**YOUR GOAL:** Transcribe every one of the records below word for word, omitting the pictures.

**TASK MATERIAL:**
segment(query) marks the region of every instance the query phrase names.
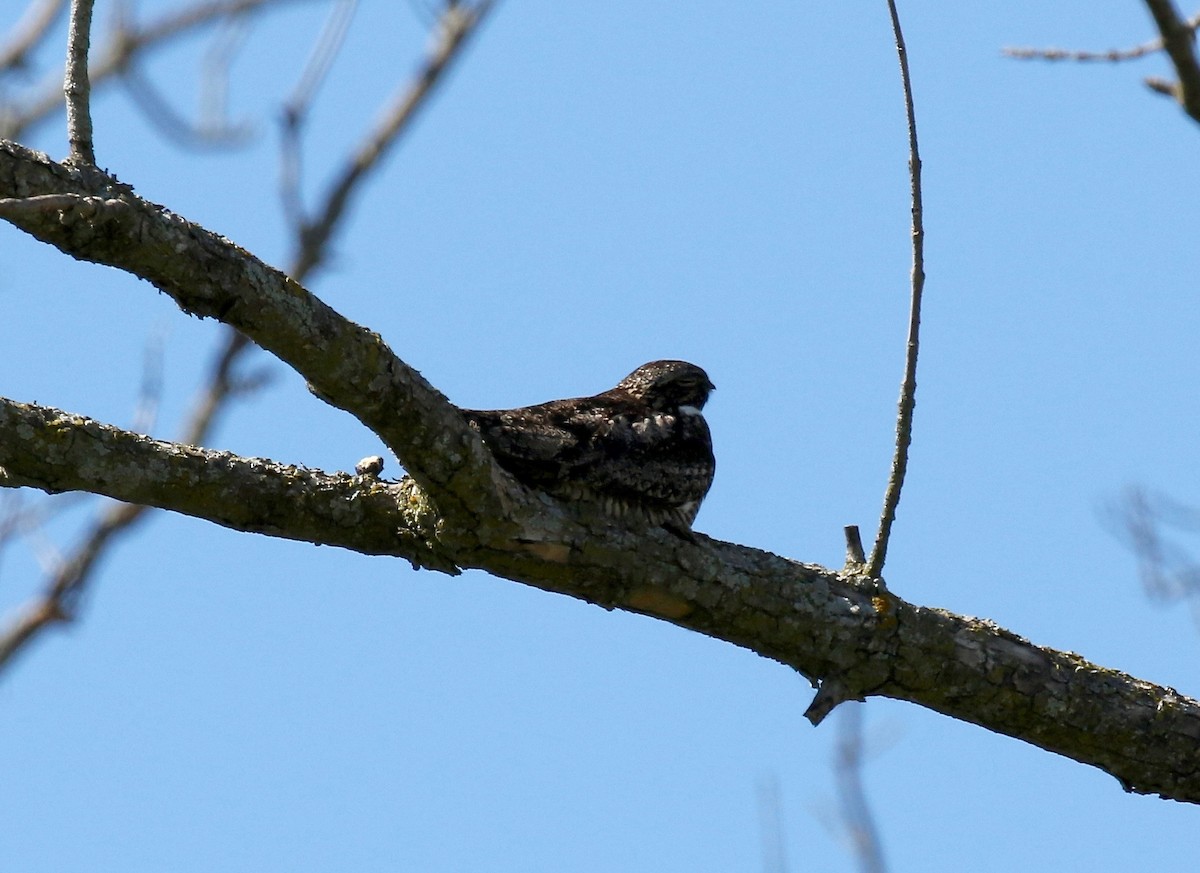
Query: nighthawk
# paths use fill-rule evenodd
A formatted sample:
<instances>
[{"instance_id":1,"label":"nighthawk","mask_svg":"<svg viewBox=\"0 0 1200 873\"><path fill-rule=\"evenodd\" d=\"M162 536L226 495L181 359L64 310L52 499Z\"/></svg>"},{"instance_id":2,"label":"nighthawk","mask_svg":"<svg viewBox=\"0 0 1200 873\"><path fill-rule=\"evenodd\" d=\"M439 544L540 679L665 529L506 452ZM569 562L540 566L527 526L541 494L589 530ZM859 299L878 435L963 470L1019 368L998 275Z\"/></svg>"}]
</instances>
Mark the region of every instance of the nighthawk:
<instances>
[{"instance_id":1,"label":"nighthawk","mask_svg":"<svg viewBox=\"0 0 1200 873\"><path fill-rule=\"evenodd\" d=\"M700 411L713 387L694 363L653 361L594 397L462 411L526 486L623 523L688 531L716 468Z\"/></svg>"}]
</instances>

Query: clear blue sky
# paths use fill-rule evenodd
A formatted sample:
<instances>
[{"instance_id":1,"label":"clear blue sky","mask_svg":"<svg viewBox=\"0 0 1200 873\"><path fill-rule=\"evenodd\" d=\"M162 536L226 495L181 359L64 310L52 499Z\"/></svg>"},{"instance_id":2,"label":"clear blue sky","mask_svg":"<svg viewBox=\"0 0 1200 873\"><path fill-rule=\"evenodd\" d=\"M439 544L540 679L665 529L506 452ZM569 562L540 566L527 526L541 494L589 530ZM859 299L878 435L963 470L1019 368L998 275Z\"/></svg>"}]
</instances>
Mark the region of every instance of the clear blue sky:
<instances>
[{"instance_id":1,"label":"clear blue sky","mask_svg":"<svg viewBox=\"0 0 1200 873\"><path fill-rule=\"evenodd\" d=\"M409 5L362 6L313 119L311 191L424 42ZM271 122L318 13L252 32L230 97L259 125L250 150L181 152L113 89L100 163L282 264ZM1147 600L1105 522L1129 483L1200 494L1200 127L1140 84L1162 59L1000 55L1135 44L1152 35L1139 4L902 13L929 284L889 585L1200 694L1188 610ZM203 48L149 65L184 109ZM61 121L35 145L61 157ZM463 405L701 363L718 476L697 528L836 566L842 525L874 529L890 457L906 159L881 2L510 1L311 284ZM128 422L161 333L155 433L178 432L212 323L7 227L0 264L0 392ZM329 470L378 451L258 366L274 381L215 447ZM0 607L78 520L4 554ZM810 694L650 619L160 514L112 554L83 621L0 679L0 866L761 871L776 784L788 868L850 871L836 717L811 728ZM871 700L865 721L894 871L1195 867L1192 807L911 705Z\"/></svg>"}]
</instances>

**SOLUTION TO THIS PROBLEM:**
segment(query) marks the region of every instance the query phrase names.
Query: nighthawk
# paths use fill-rule evenodd
A formatted sample:
<instances>
[{"instance_id":1,"label":"nighthawk","mask_svg":"<svg viewBox=\"0 0 1200 873\"><path fill-rule=\"evenodd\" d=\"M162 536L226 495L181 359L64 310L52 499Z\"/></svg>"},{"instance_id":2,"label":"nighthawk","mask_svg":"<svg viewBox=\"0 0 1200 873\"><path fill-rule=\"evenodd\" d=\"M439 544L540 679L665 529L506 452ZM569 562L540 566L527 526L541 494L589 530ZM859 299L878 435L963 470L1019 368L998 275Z\"/></svg>"}]
</instances>
Mark the region of every instance of the nighthawk:
<instances>
[{"instance_id":1,"label":"nighthawk","mask_svg":"<svg viewBox=\"0 0 1200 873\"><path fill-rule=\"evenodd\" d=\"M700 411L713 387L694 363L653 361L594 397L462 411L526 486L623 523L688 531L716 468Z\"/></svg>"}]
</instances>

Query: clear blue sky
# paths use fill-rule evenodd
A formatted sample:
<instances>
[{"instance_id":1,"label":"clear blue sky","mask_svg":"<svg viewBox=\"0 0 1200 873\"><path fill-rule=\"evenodd\" d=\"M162 536L226 495L181 359L64 310L52 499Z\"/></svg>"},{"instance_id":2,"label":"clear blue sky","mask_svg":"<svg viewBox=\"0 0 1200 873\"><path fill-rule=\"evenodd\" d=\"M439 544L540 679L665 529L506 452ZM569 562L540 566L527 526L541 494L589 530ZM859 299L878 435L963 470L1019 368L998 275Z\"/></svg>"}]
</instances>
Mark the region of every instance of the clear blue sky:
<instances>
[{"instance_id":1,"label":"clear blue sky","mask_svg":"<svg viewBox=\"0 0 1200 873\"><path fill-rule=\"evenodd\" d=\"M409 5L362 6L313 119L311 191L424 42ZM271 122L318 13L252 32L230 97L259 125L250 150L181 152L113 89L100 163L282 264ZM1147 600L1105 522L1129 483L1200 494L1200 127L1140 84L1162 59L1000 55L1135 44L1152 35L1139 4L902 13L929 284L889 585L1200 694L1188 610ZM203 48L149 65L184 109ZM61 121L35 145L61 157ZM463 405L701 363L718 476L697 528L836 566L842 525L874 529L890 457L906 159L881 2L510 1L311 284ZM128 422L161 333L155 433L178 432L212 323L7 227L0 264L0 392ZM329 470L378 451L258 366L274 381L215 447ZM0 607L78 520L4 554ZM810 694L650 619L160 514L112 554L83 621L0 679L0 866L761 871L776 784L788 868L850 871L836 717L811 728ZM871 700L865 721L894 871L1195 867L1192 807L911 705Z\"/></svg>"}]
</instances>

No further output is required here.